WHAT IS REQUIRED:
Please output everything from "I have been" down to "8, 16, 10381])" in the forum post below about the matmul out-of-memory error, copied word for word.

I have been trying to run my transformer codebase on top of a single CPU.
But I hit a wall when the code is trying to run matrix multiplication as part of self-attention :
def forward(self, hidden_states, attention_mask):
mixed_query_layer = self.query(hidden_states)
mixed_key_layer = self.key(hidden_states)
mixed_value_layer = self.value(hidden_states)
query_layer = self.transpose_for_scores(mixed_query_layer)
key_layer = self.transpose_for_scores(mixed_key_layer)
value_layer = self.transpose_for_scores(mixed_value_layer)
print (query_layer.shape, key_layer.transpose(-1,-2).shape )
# torch.Size([1, 8, 10381, 16]) torch.Size([1, 8, 16, 10381])
attention_scores = torch.matmul(query_layer, key_layer.transpose(-1, -2))
It always ‘bombed’ out on the last operation ( torch.matmul ) with the following error :
RuntimeError: CUDA out of memory. Tried to allocate 8.38 GiB (GPU 0; 15.78 GiB total capacity; 8.75 GiB already allocated; 5.47 GiB free; 8.76 GiB reserved in total by PyTorch) If reserved memory is >> allocated memory try setting max_split_size_mb to avoid fragmentation. See documentation for Memory Management and PYTORCH_CUDA_ALLOC_CONF
I’m surprised that matmul operation takes so much memory so such as small matrix multiplication.
Did anyone experience the same thing ? Any workaround, guys ?
Appreciate any help.
-Dony

Some entries:
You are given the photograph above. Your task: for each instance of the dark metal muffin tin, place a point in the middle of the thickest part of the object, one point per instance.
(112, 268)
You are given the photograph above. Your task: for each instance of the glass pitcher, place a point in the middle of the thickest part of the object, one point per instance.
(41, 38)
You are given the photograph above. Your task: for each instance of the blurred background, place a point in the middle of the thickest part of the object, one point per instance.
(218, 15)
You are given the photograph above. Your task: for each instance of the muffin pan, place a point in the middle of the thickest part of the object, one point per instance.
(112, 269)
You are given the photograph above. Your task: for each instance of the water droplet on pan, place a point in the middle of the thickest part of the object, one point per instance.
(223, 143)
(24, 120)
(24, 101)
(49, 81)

* * *

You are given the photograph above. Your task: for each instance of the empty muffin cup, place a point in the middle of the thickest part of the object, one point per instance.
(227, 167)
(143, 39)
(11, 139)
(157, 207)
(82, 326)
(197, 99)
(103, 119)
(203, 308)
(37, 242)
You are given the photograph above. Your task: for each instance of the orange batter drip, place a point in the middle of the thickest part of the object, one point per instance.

RESPONSE TO THE EXERCISE:
I have been trying to run my transformer codebase on top of a single CPU.
But I hit a wall when the code is trying to run matrix multiplication as part of self-attention :
def forward(self, hidden_states, attention_mask):
mixed_query_layer = self.query(hidden_states)
mixed_key_layer = self.key(hidden_states)
mixed_value_layer = self.value(hidden_states)
query_layer = self.transpose_for_scores(mixed_query_layer)
key_layer = self.transpose_for_scores(mixed_key_layer)
value_layer = self.transpose_for_scores(mixed_value_layer)
print (query_layer.shape, key_layer.transpose(-1,-2).shape )
# torch.Size([1, 8, 10381, 16]) torch.Size([1, 8, 16, 10381])